REQUESTS:
• a. In the post about Eisenhower, list every hardship that, in Wills's view, left the American people exhausted.
• b. Transcribe everything in the post about Eisenhower from "The best portrait" down to "had of him.".
• c. Answer these from the post about Eisenhower:
(i) Who was Ike's two-time opponent?
(ii) Which book does the writer call the best portrait of Eisenhower and that era, and in what year was it published?
(iii) What did the press photographers particularly like?
#### EXCERPTED TEXT ####
As I said in my last post, many people considered him to be boring and not too bright; to many, he was a do-nothing president, although he was highly popular through all of his time in office. All he appeared to do is play golf, and he didn’t mind that the press gleefully published photo after photo of him on the links with his rich friends. The press photographers  particularly liked it when Eisenhower was wearing some silly looking hat.

Ike’s two time opponent Adlai Stevenson came across as highly intelligent, if not particularly attractive or exciting. He was an elegant extemporaneous speaker and his prepared speeches were as well, even if they contained no particularly memorable lines that I can recall. Eisenhower was, on the other hand, a poor extemporaneous speaker whose “fractured syntax” (as it was called back then) often left his listeners confused. Some blamed Ike’s often puzzling use of words on the heart attack and stroke he suffered while in office.

The best portrait of Eisenhower and that era that I’ve read is the book Nixon Agonistes by Garry Wills, published in 1970. Wills’s analysis of Eisenhower’s personality and his view of the presidency is fascinating and transforms the image that most people had of him.

As Wills sees it, Eisenhower understood that the American people were exhausted after having endured the Great Depression, World War II, the invention and use of the atomic bomb, and the Korean War. What the veterans and all Americans needed was a return to normal life which meant for the middle class: acquiring an education, pursuing a career, and raising a family. Thus, despite the continuing Cold War with its threat of nuclear annihilation, Eisenhower did everything he could to minimize their effect on American life. Ike was the role model of the 50’s – the relaxed, successful man who, when he wasn’t working, enjoyed playing golf.
#### RECORD SET ####
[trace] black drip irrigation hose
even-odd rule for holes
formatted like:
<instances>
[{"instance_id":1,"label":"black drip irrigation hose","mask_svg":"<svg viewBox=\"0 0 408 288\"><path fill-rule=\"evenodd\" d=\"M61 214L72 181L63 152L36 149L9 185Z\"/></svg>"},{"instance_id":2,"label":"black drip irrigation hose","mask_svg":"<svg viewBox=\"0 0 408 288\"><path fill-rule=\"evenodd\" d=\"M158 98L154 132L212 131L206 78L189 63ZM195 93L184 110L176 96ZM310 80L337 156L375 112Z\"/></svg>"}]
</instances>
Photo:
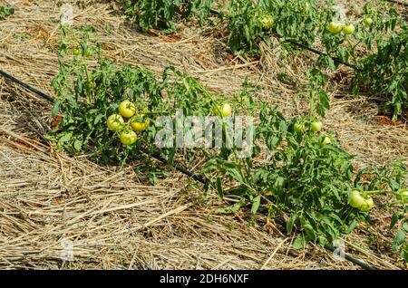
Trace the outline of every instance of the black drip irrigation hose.
<instances>
[{"instance_id":1,"label":"black drip irrigation hose","mask_svg":"<svg viewBox=\"0 0 408 288\"><path fill-rule=\"evenodd\" d=\"M286 41L288 42L288 43L290 43L291 44L294 44L294 45L296 45L296 46L298 46L298 47L300 47L300 48L306 49L306 50L308 50L308 51L310 51L310 52L313 52L313 53L316 53L316 54L318 54L318 55L324 55L324 56L329 56L330 58L333 59L334 62L338 62L338 63L340 63L340 64L343 64L343 65L345 65L345 66L347 66L347 67L353 68L354 70L358 70L358 68L357 68L356 66L355 66L355 65L353 65L353 64L350 64L350 63L348 63L348 62L344 62L344 61L342 61L342 60L340 60L340 59L338 59L338 58L336 58L336 57L332 57L332 56L328 55L327 53L323 53L323 52L320 52L320 51L318 51L318 50L316 50L316 49L315 49L315 48L306 46L306 45L305 45L305 44L302 44L302 43L300 43L295 42L295 41L293 41L293 40L286 40Z\"/></svg>"},{"instance_id":2,"label":"black drip irrigation hose","mask_svg":"<svg viewBox=\"0 0 408 288\"><path fill-rule=\"evenodd\" d=\"M396 4L396 5L404 6L404 7L408 7L408 3L403 3L403 2L400 2L400 1L396 1L396 0L385 0L385 1L393 3L393 4Z\"/></svg>"},{"instance_id":3,"label":"black drip irrigation hose","mask_svg":"<svg viewBox=\"0 0 408 288\"><path fill-rule=\"evenodd\" d=\"M53 97L51 97L50 95L48 95L48 94L43 92L42 91L39 91L38 89L36 89L36 88L34 88L34 87L33 87L33 86L28 85L27 83L22 82L21 80L15 78L15 77L13 76L13 75L10 75L9 73L4 72L4 71L1 70L1 69L0 69L0 75L3 75L5 79L8 79L8 80L10 80L10 81L12 81L12 82L14 82L19 84L20 86L25 88L26 90L32 91L32 92L34 93L34 94L37 94L37 95L43 97L44 99L49 101L50 102L53 102L53 101L55 101L55 100L54 100Z\"/></svg>"},{"instance_id":4,"label":"black drip irrigation hose","mask_svg":"<svg viewBox=\"0 0 408 288\"><path fill-rule=\"evenodd\" d=\"M23 86L23 87L25 88L26 90L28 90L28 91L32 91L32 92L34 92L34 93L35 93L35 94L37 94L37 95L43 97L44 99L49 101L50 102L53 102L53 101L55 101L55 100L54 100L53 97L51 97L50 95L48 95L48 94L46 94L46 93L44 93L44 92L39 91L38 89L36 89L36 88L34 88L34 87L30 86L29 84L27 84L27 83L25 83L25 82L24 82L18 80L17 78L14 77L14 76L12 76L12 75L10 75L10 74L5 72L2 71L1 69L0 69L0 74L3 75L3 76L5 76L6 79L9 79L10 81L12 81L12 82L15 82L15 83L17 83L17 84ZM160 156L160 155L158 155L158 154L150 154L150 153L147 153L147 152L146 152L146 154L149 155L149 156L151 156L151 157L152 157L153 158L155 158L155 159L160 161L161 163L163 163L163 164L165 164L165 165L169 165L169 166L174 168L176 170L178 170L178 171L183 173L184 175L186 175L186 176L191 178L192 179L194 179L194 180L196 180L196 181L198 181L198 182L199 182L199 183L201 183L201 184L207 184L207 183L209 183L209 180L208 180L206 178L204 178L204 177L202 177L202 176L199 176L199 175L197 175L197 174L191 172L190 170L189 170L189 169L186 168L183 168L183 167L180 167L180 166L177 166L177 165L170 164L169 161L168 161L167 159L165 159L164 158L162 158L161 156ZM286 226L287 226L286 222L283 221L281 218L274 217L274 221L275 221L276 223L277 223L278 225L282 226L283 227L286 227ZM325 249L329 250L329 251L334 252L334 253L336 251L336 248L335 248L335 247L333 247L333 246L331 246L331 245L325 245ZM364 269L365 269L365 270L376 270L375 268L370 266L369 264L365 264L365 263L364 263L364 262L361 262L360 260L355 259L355 258L352 257L352 256L349 255L349 254L345 254L344 256L345 256L345 259L346 259L346 260L348 260L348 261L350 261L350 262L352 262L352 263L354 263L354 264L355 264L361 266L362 268L364 268Z\"/></svg>"}]
</instances>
####
WORKED ANSWERS:
• a.
- the Great Depression
- World War II
- the invention and use of the atomic bomb
- the Korean War

• b.
The best portrait of Eisenhower and that era that I’ve read is the book Nixon Agonistes by Garry Wills, published in 1970. Wills’s analysis of Eisenhower’s personality and his view of the presidency is fascinating and transforms the image that most people had of him.

• c.
(i) Adlai Stevenson
(ii) Nixon Agonistes by Garry Wills, published in 1970
(iii) They particularly liked it when Eisenhower was wearing some silly looking hat.